(Region annotation entries)
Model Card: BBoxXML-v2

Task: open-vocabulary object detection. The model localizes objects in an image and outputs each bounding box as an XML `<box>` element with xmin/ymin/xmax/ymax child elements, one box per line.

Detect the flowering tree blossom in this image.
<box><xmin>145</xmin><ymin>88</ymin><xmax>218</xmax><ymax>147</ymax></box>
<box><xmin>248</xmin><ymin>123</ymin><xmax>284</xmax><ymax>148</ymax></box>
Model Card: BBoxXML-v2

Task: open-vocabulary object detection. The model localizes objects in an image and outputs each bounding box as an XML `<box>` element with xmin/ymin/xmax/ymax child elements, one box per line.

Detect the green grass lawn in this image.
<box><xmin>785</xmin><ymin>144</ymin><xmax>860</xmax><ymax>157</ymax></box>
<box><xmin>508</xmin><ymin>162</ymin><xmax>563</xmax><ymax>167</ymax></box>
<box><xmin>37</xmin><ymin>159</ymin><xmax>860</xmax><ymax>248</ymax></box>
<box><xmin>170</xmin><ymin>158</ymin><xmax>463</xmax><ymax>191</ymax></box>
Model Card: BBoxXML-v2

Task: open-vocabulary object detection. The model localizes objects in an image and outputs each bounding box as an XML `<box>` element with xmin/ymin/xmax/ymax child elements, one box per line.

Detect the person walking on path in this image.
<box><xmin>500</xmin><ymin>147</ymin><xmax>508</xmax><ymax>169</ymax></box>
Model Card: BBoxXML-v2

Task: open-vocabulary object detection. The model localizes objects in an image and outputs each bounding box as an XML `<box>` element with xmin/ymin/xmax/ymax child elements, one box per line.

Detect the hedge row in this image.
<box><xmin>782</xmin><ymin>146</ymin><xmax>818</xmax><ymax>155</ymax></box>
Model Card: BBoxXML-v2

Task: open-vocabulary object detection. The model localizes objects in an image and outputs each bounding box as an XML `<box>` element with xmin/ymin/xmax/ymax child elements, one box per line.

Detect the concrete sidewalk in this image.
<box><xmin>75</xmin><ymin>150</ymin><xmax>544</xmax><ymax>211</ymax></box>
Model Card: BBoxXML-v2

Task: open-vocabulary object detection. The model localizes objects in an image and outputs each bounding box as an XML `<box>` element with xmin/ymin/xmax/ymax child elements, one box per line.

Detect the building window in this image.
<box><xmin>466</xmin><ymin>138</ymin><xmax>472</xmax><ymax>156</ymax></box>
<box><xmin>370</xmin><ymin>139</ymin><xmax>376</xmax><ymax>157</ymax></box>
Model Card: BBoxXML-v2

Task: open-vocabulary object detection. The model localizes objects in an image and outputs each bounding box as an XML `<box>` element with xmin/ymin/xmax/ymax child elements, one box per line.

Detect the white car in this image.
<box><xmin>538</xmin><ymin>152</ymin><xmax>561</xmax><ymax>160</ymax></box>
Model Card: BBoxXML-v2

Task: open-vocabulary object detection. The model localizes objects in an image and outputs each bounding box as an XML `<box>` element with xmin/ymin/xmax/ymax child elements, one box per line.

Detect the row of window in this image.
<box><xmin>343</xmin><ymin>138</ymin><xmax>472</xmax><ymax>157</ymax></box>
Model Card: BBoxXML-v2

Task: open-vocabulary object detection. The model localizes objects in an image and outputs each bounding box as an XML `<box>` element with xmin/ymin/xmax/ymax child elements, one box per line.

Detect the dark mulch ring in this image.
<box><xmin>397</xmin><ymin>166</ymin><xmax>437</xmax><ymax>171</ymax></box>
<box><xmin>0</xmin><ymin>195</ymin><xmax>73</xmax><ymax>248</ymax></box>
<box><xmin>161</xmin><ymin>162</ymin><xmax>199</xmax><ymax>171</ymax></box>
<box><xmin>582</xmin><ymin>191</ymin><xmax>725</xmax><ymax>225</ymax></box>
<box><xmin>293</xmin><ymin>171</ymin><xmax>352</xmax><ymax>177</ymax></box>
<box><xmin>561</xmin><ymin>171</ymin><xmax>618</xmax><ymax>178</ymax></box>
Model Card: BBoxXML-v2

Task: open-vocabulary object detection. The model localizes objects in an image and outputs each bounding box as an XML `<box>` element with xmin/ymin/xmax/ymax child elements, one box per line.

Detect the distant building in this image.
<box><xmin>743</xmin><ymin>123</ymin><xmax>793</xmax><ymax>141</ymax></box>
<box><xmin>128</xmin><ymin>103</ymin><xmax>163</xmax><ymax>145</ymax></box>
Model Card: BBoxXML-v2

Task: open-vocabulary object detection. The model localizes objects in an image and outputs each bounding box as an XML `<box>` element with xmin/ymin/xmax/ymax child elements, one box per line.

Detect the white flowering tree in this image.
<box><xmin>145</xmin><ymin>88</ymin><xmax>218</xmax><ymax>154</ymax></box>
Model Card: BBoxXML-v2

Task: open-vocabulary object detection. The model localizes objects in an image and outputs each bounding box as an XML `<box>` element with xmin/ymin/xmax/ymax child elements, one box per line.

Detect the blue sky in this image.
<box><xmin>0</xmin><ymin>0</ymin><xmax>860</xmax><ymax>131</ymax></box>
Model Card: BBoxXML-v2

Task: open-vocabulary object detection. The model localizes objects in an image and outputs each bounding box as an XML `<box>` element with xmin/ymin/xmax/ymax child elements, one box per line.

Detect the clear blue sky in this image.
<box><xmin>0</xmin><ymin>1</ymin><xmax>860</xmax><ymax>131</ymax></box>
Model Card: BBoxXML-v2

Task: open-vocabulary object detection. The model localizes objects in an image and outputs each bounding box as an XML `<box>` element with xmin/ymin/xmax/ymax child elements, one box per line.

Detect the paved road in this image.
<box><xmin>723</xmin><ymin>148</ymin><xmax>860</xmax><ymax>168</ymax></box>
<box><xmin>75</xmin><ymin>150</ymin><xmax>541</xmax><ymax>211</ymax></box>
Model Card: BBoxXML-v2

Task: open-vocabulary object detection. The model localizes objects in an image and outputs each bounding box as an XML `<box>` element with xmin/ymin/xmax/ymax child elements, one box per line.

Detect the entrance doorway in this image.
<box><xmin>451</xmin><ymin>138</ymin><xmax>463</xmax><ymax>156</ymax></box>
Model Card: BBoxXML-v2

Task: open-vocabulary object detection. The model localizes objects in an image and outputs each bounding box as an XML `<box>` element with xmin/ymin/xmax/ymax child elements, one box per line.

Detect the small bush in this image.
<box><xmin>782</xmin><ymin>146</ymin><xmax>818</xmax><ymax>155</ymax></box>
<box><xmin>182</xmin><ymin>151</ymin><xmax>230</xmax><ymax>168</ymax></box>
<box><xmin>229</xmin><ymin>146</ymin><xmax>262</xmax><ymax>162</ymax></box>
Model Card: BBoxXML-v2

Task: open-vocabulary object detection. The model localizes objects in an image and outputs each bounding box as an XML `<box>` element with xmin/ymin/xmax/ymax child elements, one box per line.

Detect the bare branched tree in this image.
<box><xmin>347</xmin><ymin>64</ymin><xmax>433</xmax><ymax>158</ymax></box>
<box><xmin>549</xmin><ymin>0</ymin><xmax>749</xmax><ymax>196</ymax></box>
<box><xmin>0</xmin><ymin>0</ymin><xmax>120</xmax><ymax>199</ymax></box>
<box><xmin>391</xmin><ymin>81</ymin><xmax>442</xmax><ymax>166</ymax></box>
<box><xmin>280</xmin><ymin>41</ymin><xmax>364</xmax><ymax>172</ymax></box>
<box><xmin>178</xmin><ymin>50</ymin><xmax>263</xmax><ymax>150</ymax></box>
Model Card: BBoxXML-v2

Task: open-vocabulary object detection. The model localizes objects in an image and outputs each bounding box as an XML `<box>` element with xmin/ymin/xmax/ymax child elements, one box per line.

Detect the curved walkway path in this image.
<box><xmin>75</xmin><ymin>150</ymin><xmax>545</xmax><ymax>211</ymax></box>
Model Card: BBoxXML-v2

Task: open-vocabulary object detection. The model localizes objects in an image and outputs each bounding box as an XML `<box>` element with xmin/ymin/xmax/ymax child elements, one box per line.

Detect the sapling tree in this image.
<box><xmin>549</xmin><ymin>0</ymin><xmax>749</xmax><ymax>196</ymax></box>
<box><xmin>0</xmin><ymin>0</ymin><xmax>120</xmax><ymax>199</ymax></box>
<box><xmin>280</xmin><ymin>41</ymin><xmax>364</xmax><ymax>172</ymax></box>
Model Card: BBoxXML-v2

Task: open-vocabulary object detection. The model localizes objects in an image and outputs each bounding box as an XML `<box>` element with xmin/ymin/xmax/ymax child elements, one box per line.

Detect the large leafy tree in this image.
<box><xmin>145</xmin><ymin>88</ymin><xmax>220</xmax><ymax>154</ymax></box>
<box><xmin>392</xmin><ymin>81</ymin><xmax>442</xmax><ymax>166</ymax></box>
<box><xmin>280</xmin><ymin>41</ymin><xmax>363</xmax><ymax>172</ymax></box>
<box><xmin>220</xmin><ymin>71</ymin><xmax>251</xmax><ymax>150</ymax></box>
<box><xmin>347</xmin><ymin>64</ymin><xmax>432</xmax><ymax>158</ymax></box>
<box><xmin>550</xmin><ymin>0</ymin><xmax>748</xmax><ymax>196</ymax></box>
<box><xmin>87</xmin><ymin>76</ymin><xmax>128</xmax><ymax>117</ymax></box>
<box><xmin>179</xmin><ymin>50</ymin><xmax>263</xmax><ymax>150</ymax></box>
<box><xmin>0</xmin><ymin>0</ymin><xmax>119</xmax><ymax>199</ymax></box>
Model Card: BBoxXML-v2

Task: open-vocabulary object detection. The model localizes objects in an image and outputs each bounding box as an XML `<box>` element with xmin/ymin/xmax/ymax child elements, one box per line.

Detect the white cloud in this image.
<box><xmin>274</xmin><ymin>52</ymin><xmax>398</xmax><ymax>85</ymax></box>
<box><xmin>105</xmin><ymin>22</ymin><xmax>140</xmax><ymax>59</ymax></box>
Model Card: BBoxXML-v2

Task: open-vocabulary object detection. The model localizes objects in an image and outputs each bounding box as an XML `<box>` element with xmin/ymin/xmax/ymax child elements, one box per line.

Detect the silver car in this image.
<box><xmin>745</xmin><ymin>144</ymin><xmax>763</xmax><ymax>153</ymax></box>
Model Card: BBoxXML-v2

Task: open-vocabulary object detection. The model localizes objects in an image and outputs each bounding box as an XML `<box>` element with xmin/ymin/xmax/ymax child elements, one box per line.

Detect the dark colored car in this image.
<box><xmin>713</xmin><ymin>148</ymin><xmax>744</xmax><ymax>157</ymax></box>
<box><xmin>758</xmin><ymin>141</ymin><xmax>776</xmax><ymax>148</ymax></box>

#### [Exercise task]
Which lines in the data above contain the word "blue"? Find them and copy each one.

#### [Written answer]
Detect the blue sky in this image.
Detect the clear blue sky in this image.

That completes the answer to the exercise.